- SUPPLIED DATA -
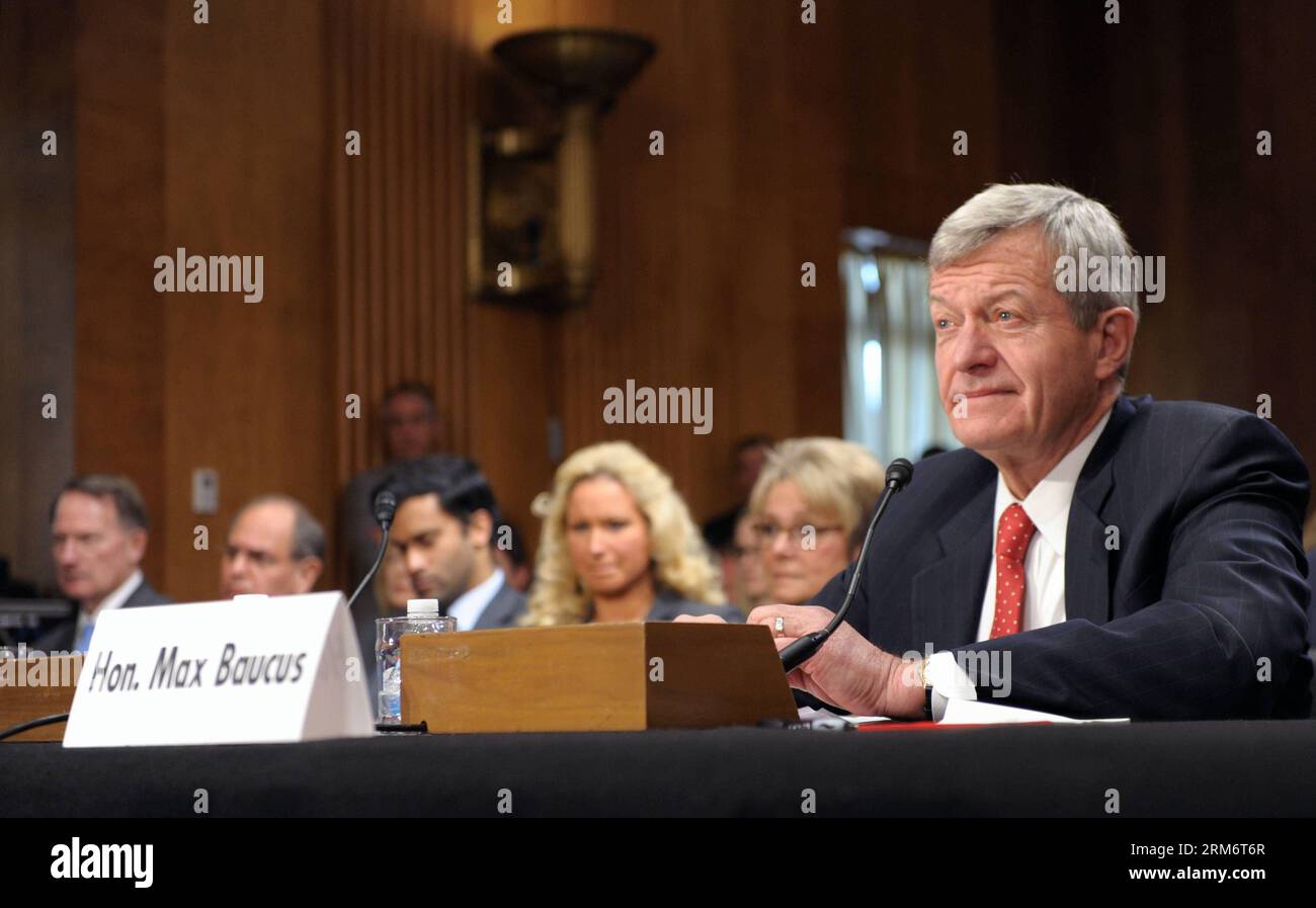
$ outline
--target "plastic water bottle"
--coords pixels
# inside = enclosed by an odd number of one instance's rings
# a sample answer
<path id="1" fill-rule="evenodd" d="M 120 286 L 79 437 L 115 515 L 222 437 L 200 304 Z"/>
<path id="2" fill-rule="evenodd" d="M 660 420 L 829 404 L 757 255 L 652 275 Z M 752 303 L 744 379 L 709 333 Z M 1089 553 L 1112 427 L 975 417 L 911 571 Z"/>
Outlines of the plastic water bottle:
<path id="1" fill-rule="evenodd" d="M 455 618 L 438 613 L 437 599 L 411 599 L 407 617 L 376 618 L 375 671 L 379 680 L 379 721 L 403 720 L 403 650 L 405 634 L 433 634 L 455 630 Z"/>

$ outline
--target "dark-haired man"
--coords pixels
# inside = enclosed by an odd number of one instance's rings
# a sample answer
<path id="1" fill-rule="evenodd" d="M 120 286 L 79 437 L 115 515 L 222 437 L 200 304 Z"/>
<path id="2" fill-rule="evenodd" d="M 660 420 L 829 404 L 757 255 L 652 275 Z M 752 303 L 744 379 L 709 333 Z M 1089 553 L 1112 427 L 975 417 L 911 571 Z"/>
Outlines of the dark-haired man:
<path id="1" fill-rule="evenodd" d="M 397 497 L 388 545 L 416 592 L 437 599 L 458 630 L 513 625 L 525 596 L 495 561 L 497 503 L 479 467 L 433 454 L 396 465 L 386 488 Z"/>
<path id="2" fill-rule="evenodd" d="M 50 536 L 55 580 L 78 615 L 38 637 L 36 649 L 86 653 L 104 612 L 172 601 L 142 576 L 147 526 L 142 495 L 126 476 L 92 474 L 64 483 L 50 505 Z"/>
<path id="3" fill-rule="evenodd" d="M 374 516 L 374 491 L 388 476 L 393 463 L 432 454 L 440 445 L 440 426 L 434 393 L 425 384 L 401 382 L 384 392 L 378 418 L 384 466 L 358 472 L 342 491 L 340 526 L 342 555 L 347 563 L 346 588 L 355 588 L 375 562 L 379 525 Z M 362 591 L 353 612 L 357 613 L 358 626 L 372 634 L 376 608 L 371 588 Z"/>

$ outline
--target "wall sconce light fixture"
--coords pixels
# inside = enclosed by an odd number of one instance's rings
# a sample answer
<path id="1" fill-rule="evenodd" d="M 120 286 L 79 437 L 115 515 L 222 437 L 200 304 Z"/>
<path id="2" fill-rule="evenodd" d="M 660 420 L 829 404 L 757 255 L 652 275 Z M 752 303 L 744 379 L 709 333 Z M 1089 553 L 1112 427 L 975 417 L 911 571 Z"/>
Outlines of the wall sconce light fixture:
<path id="1" fill-rule="evenodd" d="M 580 305 L 595 276 L 595 151 L 601 116 L 654 54 L 605 29 L 524 32 L 494 55 L 553 111 L 554 130 L 472 130 L 467 272 L 484 299 Z"/>

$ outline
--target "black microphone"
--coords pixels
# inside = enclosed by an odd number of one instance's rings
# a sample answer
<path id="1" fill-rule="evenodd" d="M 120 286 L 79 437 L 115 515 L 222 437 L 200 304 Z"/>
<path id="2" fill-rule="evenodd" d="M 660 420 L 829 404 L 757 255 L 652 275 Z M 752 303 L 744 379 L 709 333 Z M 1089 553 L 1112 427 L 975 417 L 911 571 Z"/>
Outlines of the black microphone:
<path id="1" fill-rule="evenodd" d="M 384 530 L 384 538 L 379 541 L 379 551 L 375 553 L 375 563 L 370 566 L 366 571 L 366 576 L 361 579 L 361 586 L 357 587 L 357 592 L 351 593 L 351 599 L 347 600 L 347 611 L 351 611 L 351 604 L 357 601 L 361 596 L 361 591 L 366 588 L 366 584 L 374 579 L 375 574 L 379 572 L 379 565 L 384 561 L 384 550 L 388 549 L 388 528 L 393 525 L 393 512 L 397 511 L 397 499 L 387 488 L 375 496 L 375 522 Z"/>
<path id="2" fill-rule="evenodd" d="M 913 465 L 903 457 L 898 457 L 887 467 L 887 487 L 882 491 L 882 497 L 878 499 L 873 520 L 869 521 L 869 532 L 863 534 L 863 546 L 859 547 L 859 559 L 854 563 L 854 574 L 850 575 L 850 588 L 845 591 L 845 600 L 841 601 L 841 608 L 837 609 L 836 615 L 832 616 L 832 621 L 822 630 L 804 634 L 780 651 L 782 667 L 787 672 L 794 671 L 801 662 L 812 657 L 826 642 L 826 638 L 832 636 L 832 632 L 841 626 L 845 613 L 850 611 L 850 603 L 854 601 L 854 593 L 859 588 L 859 578 L 863 575 L 863 566 L 869 559 L 869 543 L 873 542 L 873 530 L 882 518 L 882 513 L 887 509 L 887 501 L 891 500 L 891 496 L 908 486 L 912 479 Z"/>

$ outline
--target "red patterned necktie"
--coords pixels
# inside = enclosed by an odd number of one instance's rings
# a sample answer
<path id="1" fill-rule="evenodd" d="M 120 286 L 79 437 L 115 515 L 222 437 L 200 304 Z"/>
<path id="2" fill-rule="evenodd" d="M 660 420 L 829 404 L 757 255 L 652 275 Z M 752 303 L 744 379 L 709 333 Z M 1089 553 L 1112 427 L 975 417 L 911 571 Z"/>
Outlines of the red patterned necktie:
<path id="1" fill-rule="evenodd" d="M 991 640 L 1017 634 L 1024 626 L 1024 553 L 1037 530 L 1024 509 L 1012 504 L 996 528 L 996 616 Z"/>

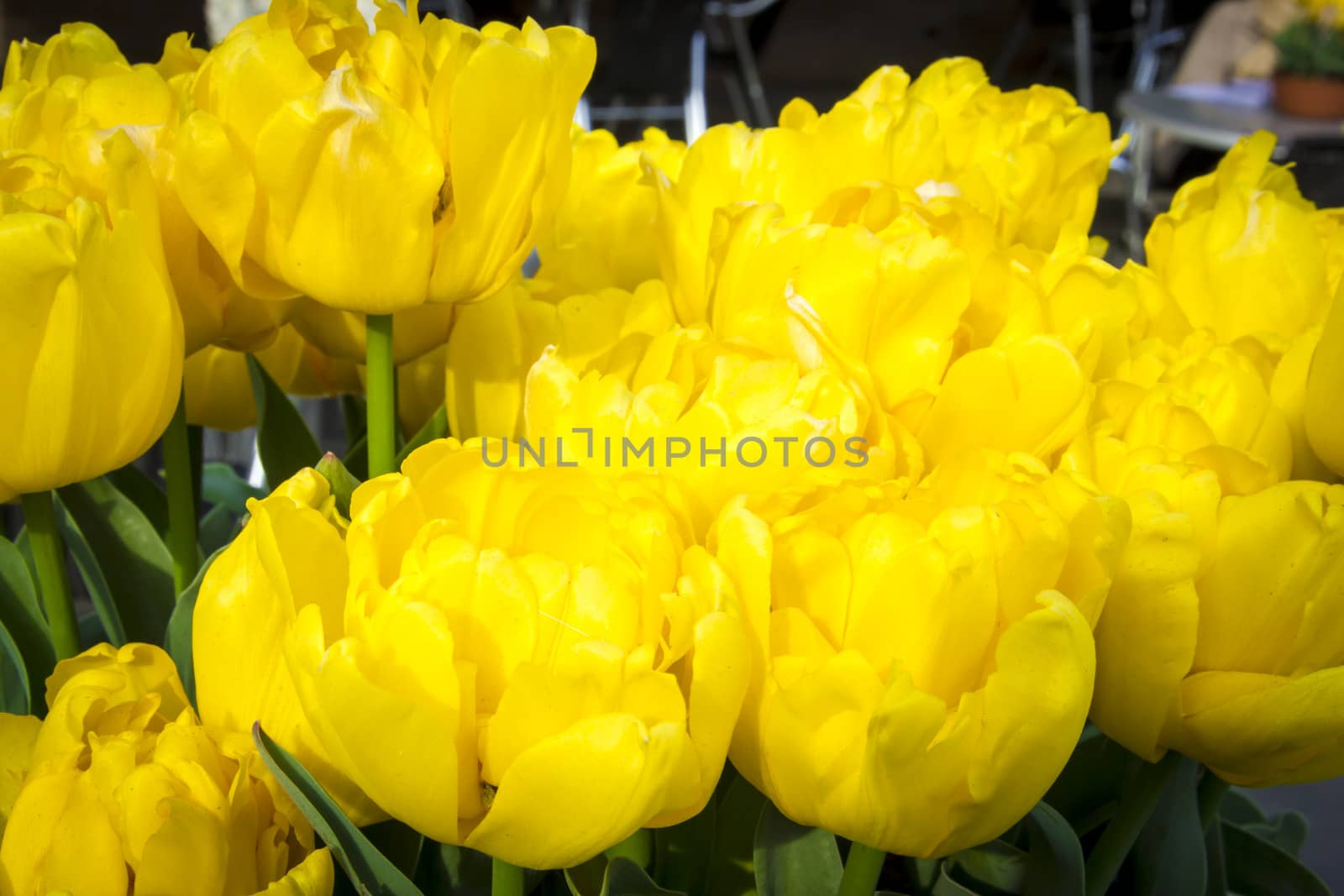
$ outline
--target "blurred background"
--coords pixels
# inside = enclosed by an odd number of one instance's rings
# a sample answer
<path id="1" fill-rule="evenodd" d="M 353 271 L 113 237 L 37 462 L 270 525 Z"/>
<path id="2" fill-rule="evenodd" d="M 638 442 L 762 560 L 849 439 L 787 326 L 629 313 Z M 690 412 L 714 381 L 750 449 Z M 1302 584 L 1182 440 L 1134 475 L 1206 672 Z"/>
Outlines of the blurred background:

- YOUR TASK -
Write out every one of the rows above word for word, with no changes. Leave the pictures out of your copy.

- RESULT FOR THIS EXERCISE -
$ outline
--target "plastic water bottle"
--coords pixels
# inside = enclosed by an odd number of one instance's rings
# a sample answer
<path id="1" fill-rule="evenodd" d="M 120 286 L 79 437 L 115 515 L 222 437 L 200 304 Z"/>
<path id="2" fill-rule="evenodd" d="M 660 420 L 829 404 L 757 255 L 652 275 Z M 752 303 L 744 379 L 709 333 Z M 1089 553 L 1112 427 L 975 417 L 911 571 Z"/>
Outlines of the plastic water bottle:
<path id="1" fill-rule="evenodd" d="M 455 618 L 438 613 L 437 599 L 411 599 L 407 617 L 376 618 L 375 671 L 379 680 L 379 721 L 403 720 L 403 650 L 405 634 L 433 634 L 455 630 Z"/>

$ outline
--target "dark-haired man"
--coords pixels
# inside = enclosed by an odd number of one instance's rings
# a sample answer
<path id="1" fill-rule="evenodd" d="M 120 286 L 79 437 L 115 515 L 222 437 L 200 304 Z"/>
<path id="2" fill-rule="evenodd" d="M 660 420 L 829 404 L 757 255 L 652 275 Z M 752 303 L 744 379 L 709 333 Z M 1089 553 L 1112 427 L 975 417 L 911 571 Z"/>
Outlines of the dark-haired man:
<path id="1" fill-rule="evenodd" d="M 397 497 L 388 545 L 416 592 L 437 599 L 458 630 L 513 625 L 525 596 L 495 561 L 497 503 L 479 467 L 433 454 L 396 465 L 386 488 Z"/>
<path id="2" fill-rule="evenodd" d="M 50 536 L 55 580 L 78 615 L 38 637 L 36 649 L 86 653 L 104 612 L 172 601 L 142 576 L 147 526 L 142 495 L 126 476 L 92 474 L 64 483 L 50 505 Z"/>
<path id="3" fill-rule="evenodd" d="M 374 516 L 374 491 L 388 476 L 393 463 L 432 454 L 440 445 L 440 426 L 434 393 L 425 384 L 401 382 L 384 392 L 378 418 L 384 466 L 358 472 L 342 491 L 340 526 L 342 555 L 347 563 L 346 588 L 355 588 L 375 562 L 379 525 Z M 362 591 L 353 612 L 357 613 L 358 626 L 372 634 L 376 608 L 371 588 Z"/>

$ outline
--target "wall sconce light fixture"
--coords pixels
# inside = enclosed by an odd number of one instance's rings
# a sample answer
<path id="1" fill-rule="evenodd" d="M 120 286 L 79 437 L 115 515 L 222 437 L 200 304 Z"/>
<path id="2" fill-rule="evenodd" d="M 660 420 L 829 404 L 757 255 L 652 275 Z M 752 303 L 744 379 L 709 333 Z M 1089 553 L 1112 427 L 975 417 L 911 571 Z"/>
Outlines of the wall sconce light fixture:
<path id="1" fill-rule="evenodd" d="M 580 305 L 595 276 L 595 151 L 601 116 L 654 54 L 605 29 L 524 32 L 494 55 L 553 111 L 554 130 L 472 130 L 467 272 L 484 299 Z"/>

$ outline
--target "black microphone"
--coords pixels
# inside = enclosed by an odd number of one instance's rings
# a sample answer
<path id="1" fill-rule="evenodd" d="M 120 286 L 79 437 L 115 515 L 222 437 L 200 304 Z"/>
<path id="2" fill-rule="evenodd" d="M 660 420 L 829 404 L 757 255 L 652 275 Z M 752 303 L 744 379 L 709 333 Z M 1089 553 L 1112 427 L 975 417 L 911 571 Z"/>
Outlines of the black microphone:
<path id="1" fill-rule="evenodd" d="M 384 530 L 384 538 L 379 541 L 379 551 L 375 553 L 375 563 L 370 566 L 366 571 L 366 576 L 361 579 L 361 586 L 357 587 L 357 592 L 351 593 L 351 599 L 347 600 L 347 611 L 351 611 L 351 604 L 357 601 L 361 596 L 361 591 L 366 588 L 366 584 L 374 579 L 375 574 L 379 572 L 379 565 L 384 561 L 384 550 L 388 549 L 388 528 L 393 525 L 393 512 L 397 511 L 397 499 L 387 488 L 375 496 L 375 522 Z"/>
<path id="2" fill-rule="evenodd" d="M 913 465 L 903 457 L 898 457 L 887 467 L 887 487 L 882 491 L 882 497 L 878 499 L 873 520 L 869 521 L 869 532 L 863 534 L 863 546 L 859 547 L 859 559 L 854 563 L 854 574 L 850 575 L 850 588 L 845 591 L 845 600 L 841 601 L 841 608 L 837 609 L 836 615 L 832 616 L 832 621 L 822 630 L 804 634 L 780 651 L 782 667 L 787 672 L 794 671 L 801 662 L 812 657 L 826 642 L 826 638 L 832 636 L 832 632 L 841 626 L 845 613 L 850 611 L 850 603 L 854 601 L 854 593 L 859 588 L 859 578 L 863 575 L 863 566 L 869 559 L 869 543 L 873 542 L 873 530 L 882 518 L 882 513 L 887 509 L 887 501 L 891 500 L 891 496 L 908 486 L 912 479 Z"/>

$ outline
--target "red patterned necktie"
--coords pixels
# inside = enclosed by an odd number of one instance's rings
# a sample answer
<path id="1" fill-rule="evenodd" d="M 120 286 L 79 437 L 115 515 L 222 437 L 200 304 Z"/>
<path id="2" fill-rule="evenodd" d="M 660 420 L 829 404 L 757 255 L 652 275 Z M 752 303 L 744 379 L 709 333 Z M 1089 553 L 1112 427 L 975 417 L 911 571 Z"/>
Outlines of the red patterned necktie:
<path id="1" fill-rule="evenodd" d="M 991 640 L 1017 634 L 1024 626 L 1024 553 L 1037 530 L 1024 509 L 1012 504 L 996 528 L 996 616 Z"/>

$ outline
--target "blurred background"
--coords pixels
# inside = enclosed by an odd number of one instance's rings
# a sample answer
<path id="1" fill-rule="evenodd" d="M 353 271 L 113 237 L 37 462 L 270 525 Z"/>
<path id="2" fill-rule="evenodd" d="M 638 442 L 762 560 L 849 439 L 787 326 L 629 313 Z M 690 412 L 714 381 L 750 449 Z M 1302 584 L 1182 440 L 1134 475 L 1206 672 Z"/>
Outlines of the blurred background:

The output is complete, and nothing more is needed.